» **AUSGEWÄHLTER AUSZUG**
::::

68. Deutsche Meisterschaft der Amateurboxer in Hamburg: „Die Perversion, den Gegner ins Gesicht zu schlagen“/ Fünf der zwölf Titel gingen an Ex-DDR-Boxer  ■ Von Katrin Weber-Klüver

Hamburg (taz) — Zwei Männer im Ring, jeder um die zwei Zentner schwer, also Superschwergewichtler: Der eine ein Bayer, untersetzt aber schnell, im Freistaat als K.o.- König bekannt, Jürgen Mloch heißt er, ist Koch und 27 Jahre alt. Der andere ein Niedersachse, Deutscher Amateurserienmeister mit Dolph- Lundgren-Charme, everybody's darling Andreas Schnieders (23). Im 6,10*6,10-Meter-Quadrat boxen sie in der Wandsbeker Sporthalle zu Hamburg ihren Finalkampf. Unter den zwölf Meisterschaftsgewichtsklassen ist das Superschwergewicht (über 91 Kilo) der Gipfel an männlicher Muskelmassendemonstration: Die kompaktesten Körper treiben die gewaltigsten Faustschläge hervor.

::::

» **AUFGABENDETAILS**
In welcher Halle tragen Jürgen Mloch und Andreas Schnieders laut dem Auszug ihren Finalkampf aus? Verwende ausschließlich den Auszug.

::::

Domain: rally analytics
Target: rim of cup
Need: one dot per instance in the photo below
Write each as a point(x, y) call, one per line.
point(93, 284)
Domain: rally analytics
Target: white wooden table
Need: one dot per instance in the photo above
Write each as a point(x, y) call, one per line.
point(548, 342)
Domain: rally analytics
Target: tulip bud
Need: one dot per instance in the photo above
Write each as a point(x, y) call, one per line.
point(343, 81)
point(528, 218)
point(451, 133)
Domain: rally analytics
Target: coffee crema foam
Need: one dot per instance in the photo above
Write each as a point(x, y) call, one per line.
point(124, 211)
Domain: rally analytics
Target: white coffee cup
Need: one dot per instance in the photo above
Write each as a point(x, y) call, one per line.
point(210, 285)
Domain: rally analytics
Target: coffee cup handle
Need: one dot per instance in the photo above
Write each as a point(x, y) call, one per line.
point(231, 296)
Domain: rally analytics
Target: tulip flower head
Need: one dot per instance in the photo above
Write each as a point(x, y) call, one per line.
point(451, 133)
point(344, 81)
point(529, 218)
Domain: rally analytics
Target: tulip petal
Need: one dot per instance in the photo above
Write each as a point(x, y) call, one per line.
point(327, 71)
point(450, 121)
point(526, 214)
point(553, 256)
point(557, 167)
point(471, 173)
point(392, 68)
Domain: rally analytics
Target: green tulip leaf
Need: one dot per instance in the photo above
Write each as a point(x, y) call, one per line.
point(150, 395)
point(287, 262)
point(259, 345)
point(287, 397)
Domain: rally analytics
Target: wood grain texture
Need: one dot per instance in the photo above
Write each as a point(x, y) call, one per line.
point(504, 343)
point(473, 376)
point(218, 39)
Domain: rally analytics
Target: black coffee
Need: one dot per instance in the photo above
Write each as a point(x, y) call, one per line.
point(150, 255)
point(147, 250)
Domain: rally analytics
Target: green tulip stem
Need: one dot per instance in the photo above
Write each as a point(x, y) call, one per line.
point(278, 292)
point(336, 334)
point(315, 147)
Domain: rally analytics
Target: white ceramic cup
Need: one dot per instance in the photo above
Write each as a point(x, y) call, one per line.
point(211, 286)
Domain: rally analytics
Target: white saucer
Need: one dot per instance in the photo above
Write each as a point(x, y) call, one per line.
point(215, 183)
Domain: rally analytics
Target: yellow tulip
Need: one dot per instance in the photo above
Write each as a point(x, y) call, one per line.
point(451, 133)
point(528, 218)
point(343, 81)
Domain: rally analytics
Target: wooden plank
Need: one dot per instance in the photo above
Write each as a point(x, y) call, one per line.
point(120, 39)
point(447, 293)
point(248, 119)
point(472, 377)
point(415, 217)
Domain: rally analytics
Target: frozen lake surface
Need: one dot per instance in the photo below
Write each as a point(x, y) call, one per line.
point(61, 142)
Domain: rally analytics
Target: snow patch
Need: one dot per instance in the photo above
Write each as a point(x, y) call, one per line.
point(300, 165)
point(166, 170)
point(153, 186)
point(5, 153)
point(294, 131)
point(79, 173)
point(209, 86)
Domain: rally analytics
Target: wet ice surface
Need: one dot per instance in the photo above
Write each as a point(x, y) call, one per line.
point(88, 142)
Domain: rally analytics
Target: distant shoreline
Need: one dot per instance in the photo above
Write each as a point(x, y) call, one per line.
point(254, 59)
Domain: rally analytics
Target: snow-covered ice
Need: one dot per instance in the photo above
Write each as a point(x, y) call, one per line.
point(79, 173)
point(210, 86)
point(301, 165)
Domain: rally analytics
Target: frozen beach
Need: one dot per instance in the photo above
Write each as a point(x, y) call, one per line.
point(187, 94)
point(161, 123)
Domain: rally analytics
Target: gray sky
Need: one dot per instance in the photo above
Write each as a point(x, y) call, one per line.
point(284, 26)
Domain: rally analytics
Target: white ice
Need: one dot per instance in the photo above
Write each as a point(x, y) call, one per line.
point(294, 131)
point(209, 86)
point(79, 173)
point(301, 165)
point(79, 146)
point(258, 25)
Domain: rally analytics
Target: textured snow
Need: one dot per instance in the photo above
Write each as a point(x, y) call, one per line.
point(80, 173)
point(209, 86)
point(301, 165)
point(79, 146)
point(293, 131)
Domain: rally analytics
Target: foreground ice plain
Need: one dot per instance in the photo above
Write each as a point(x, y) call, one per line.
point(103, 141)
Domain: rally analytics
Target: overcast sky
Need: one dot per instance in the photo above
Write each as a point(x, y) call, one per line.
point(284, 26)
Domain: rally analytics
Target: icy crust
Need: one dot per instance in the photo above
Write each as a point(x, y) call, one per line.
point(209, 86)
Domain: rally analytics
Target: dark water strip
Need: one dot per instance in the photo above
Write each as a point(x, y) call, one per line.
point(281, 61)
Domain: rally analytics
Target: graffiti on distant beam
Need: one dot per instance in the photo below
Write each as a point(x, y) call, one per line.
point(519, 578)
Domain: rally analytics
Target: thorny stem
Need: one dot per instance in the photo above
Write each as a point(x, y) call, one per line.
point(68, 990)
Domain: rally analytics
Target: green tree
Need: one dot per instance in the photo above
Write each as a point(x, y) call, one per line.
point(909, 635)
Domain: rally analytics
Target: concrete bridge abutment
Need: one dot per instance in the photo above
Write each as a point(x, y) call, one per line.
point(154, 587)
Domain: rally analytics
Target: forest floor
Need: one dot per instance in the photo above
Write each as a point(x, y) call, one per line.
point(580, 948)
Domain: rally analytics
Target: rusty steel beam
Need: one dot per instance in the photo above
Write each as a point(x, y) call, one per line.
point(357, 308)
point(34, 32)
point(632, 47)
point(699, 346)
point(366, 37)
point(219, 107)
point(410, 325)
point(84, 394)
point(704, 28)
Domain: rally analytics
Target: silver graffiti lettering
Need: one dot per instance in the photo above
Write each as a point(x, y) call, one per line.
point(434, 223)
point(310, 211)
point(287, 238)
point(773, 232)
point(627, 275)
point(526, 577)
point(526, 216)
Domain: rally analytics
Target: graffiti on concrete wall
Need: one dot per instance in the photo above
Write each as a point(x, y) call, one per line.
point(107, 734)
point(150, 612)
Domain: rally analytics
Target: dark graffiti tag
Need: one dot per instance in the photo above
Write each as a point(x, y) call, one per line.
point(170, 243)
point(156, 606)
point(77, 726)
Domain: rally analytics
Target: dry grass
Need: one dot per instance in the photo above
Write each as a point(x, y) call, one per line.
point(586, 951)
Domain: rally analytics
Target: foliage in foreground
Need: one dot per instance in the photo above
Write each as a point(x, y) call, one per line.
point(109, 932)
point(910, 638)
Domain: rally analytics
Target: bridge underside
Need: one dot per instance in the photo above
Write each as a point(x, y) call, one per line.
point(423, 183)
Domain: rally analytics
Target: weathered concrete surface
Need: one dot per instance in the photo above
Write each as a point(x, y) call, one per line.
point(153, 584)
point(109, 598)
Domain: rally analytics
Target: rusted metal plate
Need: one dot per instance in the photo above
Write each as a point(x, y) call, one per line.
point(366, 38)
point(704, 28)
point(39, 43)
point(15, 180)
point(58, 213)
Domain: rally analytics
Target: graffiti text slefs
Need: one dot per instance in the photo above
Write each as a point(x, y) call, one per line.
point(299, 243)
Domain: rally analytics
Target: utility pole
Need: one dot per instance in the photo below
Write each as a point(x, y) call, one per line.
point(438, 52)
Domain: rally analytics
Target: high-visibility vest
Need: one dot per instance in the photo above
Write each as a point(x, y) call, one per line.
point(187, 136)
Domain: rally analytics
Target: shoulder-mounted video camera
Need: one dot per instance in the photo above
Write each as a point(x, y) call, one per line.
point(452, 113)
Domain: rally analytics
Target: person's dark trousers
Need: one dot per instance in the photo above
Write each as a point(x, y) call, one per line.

::::

» **LÖSUNG DER AUFGABE**
In der Wandsbeker Sporthalle in Hamburg.